Task details: Write out the complete data exactly as written.

---------- Information ----------

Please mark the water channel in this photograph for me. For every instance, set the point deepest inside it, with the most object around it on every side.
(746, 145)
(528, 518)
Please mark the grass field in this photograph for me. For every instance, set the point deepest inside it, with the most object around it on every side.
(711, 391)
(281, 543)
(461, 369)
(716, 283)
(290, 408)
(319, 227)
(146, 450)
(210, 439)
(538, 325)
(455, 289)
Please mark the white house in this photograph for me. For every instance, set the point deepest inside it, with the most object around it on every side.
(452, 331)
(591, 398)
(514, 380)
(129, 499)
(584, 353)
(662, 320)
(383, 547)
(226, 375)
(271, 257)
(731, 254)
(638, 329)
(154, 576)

----------

Task output:
Please mark the water channel in this photograph for me. For every instance, set the point deepest inside it, with the most object around it on every side.
(746, 145)
(528, 518)
Please mark the grass field in this photograph for me. For every instance, set the point deepest inside it, with the most object around it on every side.
(711, 391)
(281, 543)
(461, 369)
(716, 283)
(290, 408)
(319, 227)
(146, 450)
(210, 439)
(538, 325)
(455, 289)
Please mark the white house in this photograph for me. For every instance, set the point deepest inside it, with the most object around it on every side.
(452, 331)
(591, 398)
(514, 380)
(129, 499)
(584, 353)
(662, 320)
(383, 547)
(226, 375)
(271, 257)
(731, 254)
(638, 329)
(154, 576)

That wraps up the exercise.